* What this task involves *
Find each line in the records that contains the word "dense" and copy those lines out.

**** Material

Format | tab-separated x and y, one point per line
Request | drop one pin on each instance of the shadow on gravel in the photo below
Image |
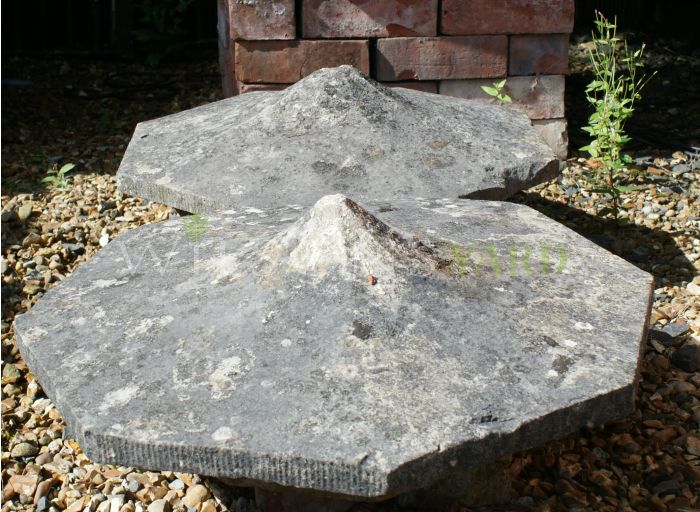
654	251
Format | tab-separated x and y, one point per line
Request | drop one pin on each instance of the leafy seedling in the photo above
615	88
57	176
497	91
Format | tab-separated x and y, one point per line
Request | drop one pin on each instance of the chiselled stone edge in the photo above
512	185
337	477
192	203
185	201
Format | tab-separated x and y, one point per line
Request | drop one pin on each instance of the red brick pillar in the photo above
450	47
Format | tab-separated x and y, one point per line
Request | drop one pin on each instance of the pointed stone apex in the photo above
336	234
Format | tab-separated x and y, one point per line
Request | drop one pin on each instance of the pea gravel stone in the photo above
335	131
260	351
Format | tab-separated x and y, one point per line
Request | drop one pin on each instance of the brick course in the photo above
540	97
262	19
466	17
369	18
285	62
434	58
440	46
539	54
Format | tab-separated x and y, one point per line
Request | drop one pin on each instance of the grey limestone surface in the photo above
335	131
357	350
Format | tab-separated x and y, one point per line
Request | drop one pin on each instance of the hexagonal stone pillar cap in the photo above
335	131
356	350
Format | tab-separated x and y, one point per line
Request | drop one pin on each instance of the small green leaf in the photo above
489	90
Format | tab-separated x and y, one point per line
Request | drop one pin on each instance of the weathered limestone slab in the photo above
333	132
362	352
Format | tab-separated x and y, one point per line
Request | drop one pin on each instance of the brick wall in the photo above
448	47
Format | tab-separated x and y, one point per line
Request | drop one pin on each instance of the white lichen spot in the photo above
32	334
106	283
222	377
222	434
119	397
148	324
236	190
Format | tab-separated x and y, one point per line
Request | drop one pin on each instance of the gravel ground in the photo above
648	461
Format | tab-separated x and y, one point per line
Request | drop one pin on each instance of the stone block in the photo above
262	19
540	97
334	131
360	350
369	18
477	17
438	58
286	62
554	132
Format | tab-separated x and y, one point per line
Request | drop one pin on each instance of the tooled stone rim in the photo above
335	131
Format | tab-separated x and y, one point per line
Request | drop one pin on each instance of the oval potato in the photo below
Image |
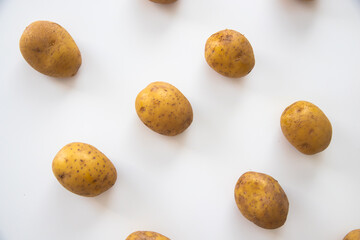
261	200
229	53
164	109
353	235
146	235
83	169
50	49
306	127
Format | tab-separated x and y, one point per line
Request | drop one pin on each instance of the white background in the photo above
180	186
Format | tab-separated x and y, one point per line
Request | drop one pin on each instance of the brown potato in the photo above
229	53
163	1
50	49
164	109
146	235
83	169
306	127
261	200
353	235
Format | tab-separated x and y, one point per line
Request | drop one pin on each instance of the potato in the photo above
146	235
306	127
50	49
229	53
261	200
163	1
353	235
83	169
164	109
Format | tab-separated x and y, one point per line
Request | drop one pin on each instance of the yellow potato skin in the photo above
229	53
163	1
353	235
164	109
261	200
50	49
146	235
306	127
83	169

********
**** Material

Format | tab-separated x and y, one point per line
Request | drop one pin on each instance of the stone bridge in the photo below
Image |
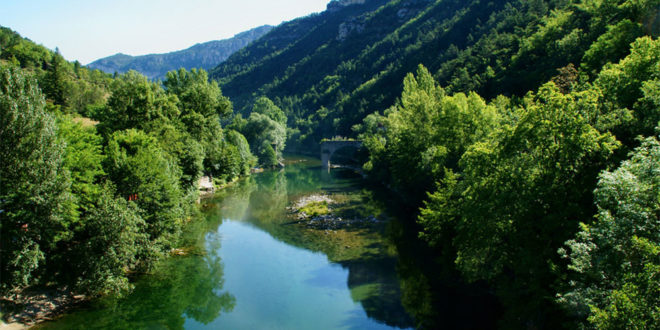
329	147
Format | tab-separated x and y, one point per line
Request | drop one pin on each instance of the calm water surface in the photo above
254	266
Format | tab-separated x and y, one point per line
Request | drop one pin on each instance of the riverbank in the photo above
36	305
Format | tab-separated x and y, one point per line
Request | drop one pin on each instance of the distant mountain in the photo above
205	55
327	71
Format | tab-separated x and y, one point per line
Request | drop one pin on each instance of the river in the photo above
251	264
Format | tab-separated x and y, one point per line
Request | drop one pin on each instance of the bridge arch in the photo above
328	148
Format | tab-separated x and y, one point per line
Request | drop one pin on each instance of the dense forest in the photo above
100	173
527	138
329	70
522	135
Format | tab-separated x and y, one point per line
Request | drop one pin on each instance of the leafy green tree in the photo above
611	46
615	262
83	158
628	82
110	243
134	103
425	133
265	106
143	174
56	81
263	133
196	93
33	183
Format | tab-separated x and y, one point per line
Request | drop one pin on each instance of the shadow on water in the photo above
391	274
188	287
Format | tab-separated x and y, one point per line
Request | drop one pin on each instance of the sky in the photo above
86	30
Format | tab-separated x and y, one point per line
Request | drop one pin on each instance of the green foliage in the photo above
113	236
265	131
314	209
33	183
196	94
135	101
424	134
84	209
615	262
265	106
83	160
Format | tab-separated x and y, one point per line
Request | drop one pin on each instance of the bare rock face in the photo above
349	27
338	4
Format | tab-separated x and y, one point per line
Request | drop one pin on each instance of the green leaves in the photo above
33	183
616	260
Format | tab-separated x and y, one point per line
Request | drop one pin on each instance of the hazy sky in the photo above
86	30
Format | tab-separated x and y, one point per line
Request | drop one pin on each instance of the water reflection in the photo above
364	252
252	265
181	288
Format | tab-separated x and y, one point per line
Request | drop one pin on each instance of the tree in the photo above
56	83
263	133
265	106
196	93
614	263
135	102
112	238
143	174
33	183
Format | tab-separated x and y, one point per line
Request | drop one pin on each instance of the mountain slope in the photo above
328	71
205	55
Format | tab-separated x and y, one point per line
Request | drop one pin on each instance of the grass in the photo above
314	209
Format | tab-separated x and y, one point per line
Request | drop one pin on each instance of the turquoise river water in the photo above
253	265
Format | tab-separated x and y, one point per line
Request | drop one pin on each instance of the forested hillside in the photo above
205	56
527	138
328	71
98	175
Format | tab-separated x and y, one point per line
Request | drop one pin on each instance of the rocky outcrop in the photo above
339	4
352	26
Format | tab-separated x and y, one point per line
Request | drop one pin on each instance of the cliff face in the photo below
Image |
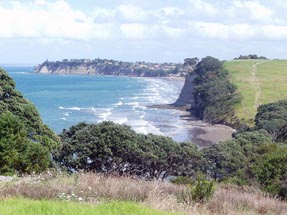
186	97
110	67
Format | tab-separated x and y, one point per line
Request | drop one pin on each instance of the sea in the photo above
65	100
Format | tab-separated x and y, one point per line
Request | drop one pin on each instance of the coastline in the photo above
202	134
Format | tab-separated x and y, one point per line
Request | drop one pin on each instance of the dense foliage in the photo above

********

* Solution to this problem *
Request | drop one pin on each instance of the dense forest in the photo above
Request | drop one pin on each instance of the dense foliage in the photo above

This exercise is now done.